-------- LISTED RECORDS

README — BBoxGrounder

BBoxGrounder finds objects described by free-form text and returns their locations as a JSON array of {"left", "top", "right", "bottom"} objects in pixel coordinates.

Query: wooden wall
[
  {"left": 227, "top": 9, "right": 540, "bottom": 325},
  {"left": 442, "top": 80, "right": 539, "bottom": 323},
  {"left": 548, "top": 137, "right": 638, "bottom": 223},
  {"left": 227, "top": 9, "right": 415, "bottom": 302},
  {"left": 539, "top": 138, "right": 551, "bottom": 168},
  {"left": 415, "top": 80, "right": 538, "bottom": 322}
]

----------------

§ **WHAT THE TASK ASKS**
All lines from the one with "BBoxGrounder finds objects" to the end of the entries above are to be written out exactly, the first and last included.

§ **EXERCISE RESULT**
BBoxGrounder finds objects described by free-form text and returns their locations as a JSON array of {"left", "top", "right", "bottom"} objects in pixel coordinates.

Query: wooden wall
[
  {"left": 227, "top": 9, "right": 540, "bottom": 325},
  {"left": 442, "top": 80, "right": 539, "bottom": 323},
  {"left": 548, "top": 137, "right": 638, "bottom": 223},
  {"left": 227, "top": 9, "right": 415, "bottom": 302},
  {"left": 539, "top": 138, "right": 551, "bottom": 168},
  {"left": 415, "top": 80, "right": 538, "bottom": 322}
]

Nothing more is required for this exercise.